**PROMPT:**
From the data that follows, print exactly the lines starting at the one containing "Mark one point on every instance of the layered" and ending at the one containing "Mark one point on every instance of the red sandstone"; include both of them and nothing more.
-- Opening Marker --
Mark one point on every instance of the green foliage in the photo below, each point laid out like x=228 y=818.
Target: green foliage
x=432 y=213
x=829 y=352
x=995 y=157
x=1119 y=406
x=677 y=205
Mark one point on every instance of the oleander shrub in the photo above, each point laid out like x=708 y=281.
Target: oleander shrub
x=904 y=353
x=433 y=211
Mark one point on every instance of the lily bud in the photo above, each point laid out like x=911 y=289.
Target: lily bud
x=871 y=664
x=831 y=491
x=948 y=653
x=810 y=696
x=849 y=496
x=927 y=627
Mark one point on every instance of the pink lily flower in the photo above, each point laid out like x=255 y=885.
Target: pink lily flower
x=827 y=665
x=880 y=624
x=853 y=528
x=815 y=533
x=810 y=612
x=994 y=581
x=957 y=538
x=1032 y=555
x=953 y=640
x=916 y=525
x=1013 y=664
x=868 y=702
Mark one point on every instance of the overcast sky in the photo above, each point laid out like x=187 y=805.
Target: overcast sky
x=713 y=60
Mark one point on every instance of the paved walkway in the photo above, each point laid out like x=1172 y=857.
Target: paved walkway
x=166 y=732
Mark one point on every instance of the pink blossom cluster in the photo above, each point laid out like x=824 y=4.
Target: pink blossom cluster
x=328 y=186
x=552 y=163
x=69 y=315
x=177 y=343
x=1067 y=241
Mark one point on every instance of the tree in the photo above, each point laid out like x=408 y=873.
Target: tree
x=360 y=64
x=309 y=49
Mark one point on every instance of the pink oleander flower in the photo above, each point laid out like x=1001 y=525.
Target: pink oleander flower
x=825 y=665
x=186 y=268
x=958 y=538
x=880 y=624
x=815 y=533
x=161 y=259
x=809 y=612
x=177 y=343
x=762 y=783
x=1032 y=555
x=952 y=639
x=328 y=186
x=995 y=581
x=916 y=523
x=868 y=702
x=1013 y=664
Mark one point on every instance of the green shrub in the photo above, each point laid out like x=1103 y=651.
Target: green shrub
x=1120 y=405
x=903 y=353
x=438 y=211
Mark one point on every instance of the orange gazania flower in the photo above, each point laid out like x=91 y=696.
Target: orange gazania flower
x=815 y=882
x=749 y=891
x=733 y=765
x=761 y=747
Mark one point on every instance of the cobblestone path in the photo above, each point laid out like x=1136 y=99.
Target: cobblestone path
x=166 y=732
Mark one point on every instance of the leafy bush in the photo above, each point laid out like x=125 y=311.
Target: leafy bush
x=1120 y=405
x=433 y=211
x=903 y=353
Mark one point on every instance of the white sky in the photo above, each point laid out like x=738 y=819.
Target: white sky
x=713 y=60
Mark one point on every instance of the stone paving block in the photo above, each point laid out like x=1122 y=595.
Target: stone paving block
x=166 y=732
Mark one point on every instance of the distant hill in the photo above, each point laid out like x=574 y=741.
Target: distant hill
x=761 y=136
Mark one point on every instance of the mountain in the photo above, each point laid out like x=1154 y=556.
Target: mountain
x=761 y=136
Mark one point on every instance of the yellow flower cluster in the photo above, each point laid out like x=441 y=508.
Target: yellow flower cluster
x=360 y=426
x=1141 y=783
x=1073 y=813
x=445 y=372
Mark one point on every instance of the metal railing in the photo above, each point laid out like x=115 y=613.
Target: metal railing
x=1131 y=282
-- Closing Marker --
-- Opening Marker --
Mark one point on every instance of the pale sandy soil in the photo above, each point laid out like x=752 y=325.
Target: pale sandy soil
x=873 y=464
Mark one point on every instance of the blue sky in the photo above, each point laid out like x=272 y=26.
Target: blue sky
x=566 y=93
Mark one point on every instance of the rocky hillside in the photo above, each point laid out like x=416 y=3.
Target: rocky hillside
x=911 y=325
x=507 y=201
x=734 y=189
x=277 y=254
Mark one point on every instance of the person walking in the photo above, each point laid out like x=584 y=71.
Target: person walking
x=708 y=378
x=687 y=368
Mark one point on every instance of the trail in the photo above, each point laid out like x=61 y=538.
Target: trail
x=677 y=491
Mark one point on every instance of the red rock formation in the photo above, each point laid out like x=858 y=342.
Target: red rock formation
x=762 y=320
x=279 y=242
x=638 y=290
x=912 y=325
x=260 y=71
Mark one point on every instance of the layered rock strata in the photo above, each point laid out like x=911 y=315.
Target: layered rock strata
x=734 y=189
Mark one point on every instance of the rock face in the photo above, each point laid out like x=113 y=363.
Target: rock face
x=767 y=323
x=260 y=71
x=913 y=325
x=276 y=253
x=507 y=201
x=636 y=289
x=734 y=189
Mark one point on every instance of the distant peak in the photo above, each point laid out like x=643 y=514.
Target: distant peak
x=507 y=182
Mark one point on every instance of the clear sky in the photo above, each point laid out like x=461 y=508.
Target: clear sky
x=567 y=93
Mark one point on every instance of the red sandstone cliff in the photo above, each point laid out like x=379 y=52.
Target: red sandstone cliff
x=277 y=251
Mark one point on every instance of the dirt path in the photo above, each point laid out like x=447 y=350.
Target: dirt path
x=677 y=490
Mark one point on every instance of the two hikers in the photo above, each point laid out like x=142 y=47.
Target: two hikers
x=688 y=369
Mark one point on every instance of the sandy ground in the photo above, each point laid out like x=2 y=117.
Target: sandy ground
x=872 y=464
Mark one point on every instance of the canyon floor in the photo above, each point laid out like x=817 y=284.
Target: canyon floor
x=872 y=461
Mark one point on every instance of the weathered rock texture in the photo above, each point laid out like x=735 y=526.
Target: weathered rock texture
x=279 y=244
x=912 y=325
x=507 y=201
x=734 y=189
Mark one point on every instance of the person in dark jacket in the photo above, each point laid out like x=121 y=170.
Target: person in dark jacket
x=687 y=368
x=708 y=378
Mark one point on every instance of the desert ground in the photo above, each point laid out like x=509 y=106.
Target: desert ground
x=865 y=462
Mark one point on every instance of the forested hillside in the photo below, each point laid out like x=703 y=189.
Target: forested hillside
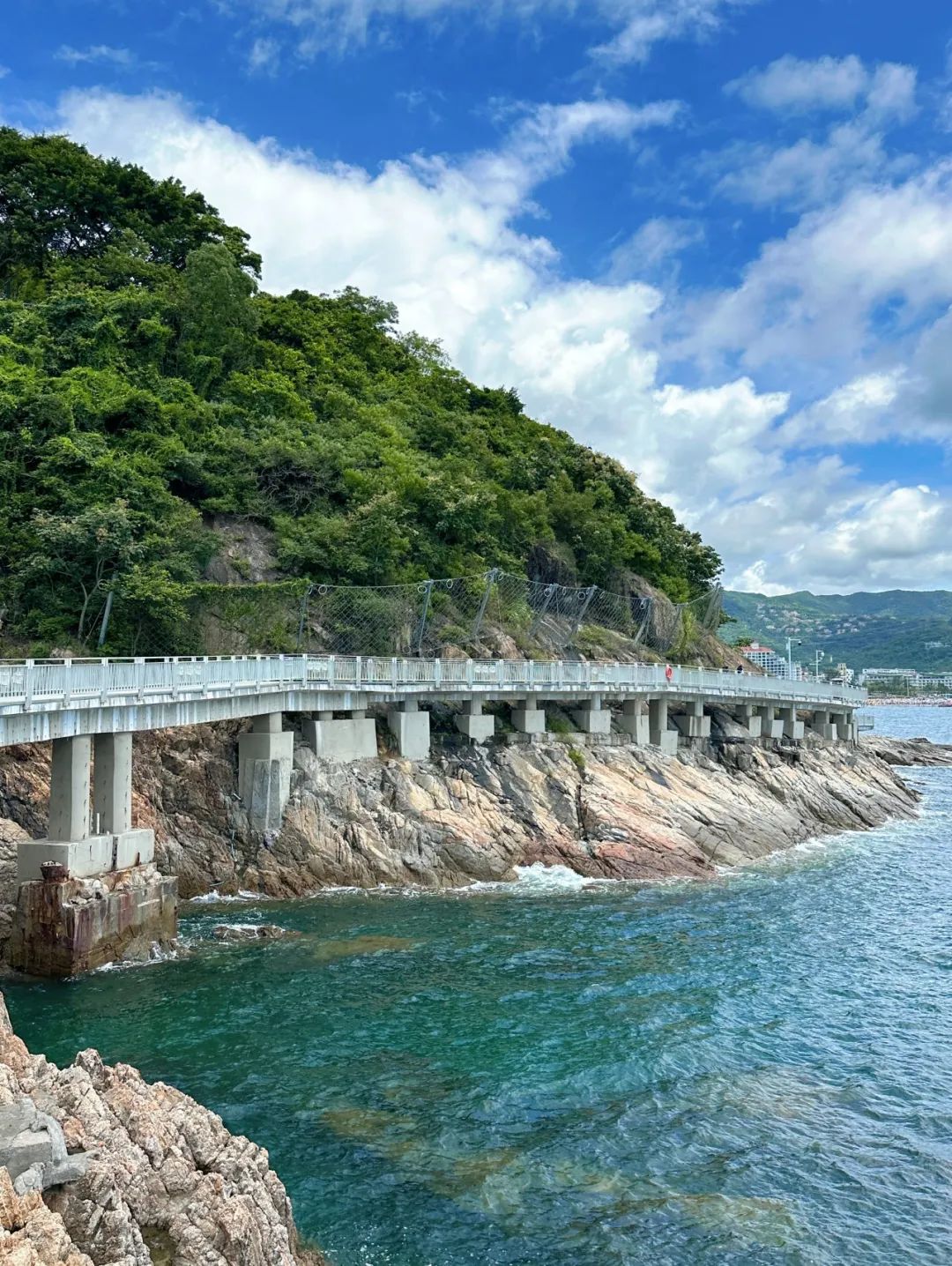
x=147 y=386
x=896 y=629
-- Closing Marker --
**TASK RESULT:**
Mark one point on every instance of the layered rock strata in the photo above, each point laid out like x=911 y=315.
Target: layered rock strata
x=734 y=189
Mark one point on every instance of the rock face in the photo above, each point laid out like x=113 y=363.
Target: rock face
x=767 y=323
x=260 y=71
x=913 y=325
x=276 y=253
x=507 y=201
x=636 y=289
x=734 y=189
Mark one point on every instance of the distant peak in the photo above, each point laid out like x=643 y=514.
Target: distant peak
x=507 y=182
Mark one point on every instance of the clear sky in the photo above, each point laid out like x=461 y=508.
Target: clear sky
x=567 y=93
Mark one point on every instance of the red sandstone cliff in the photo above, each point laid out like x=379 y=52.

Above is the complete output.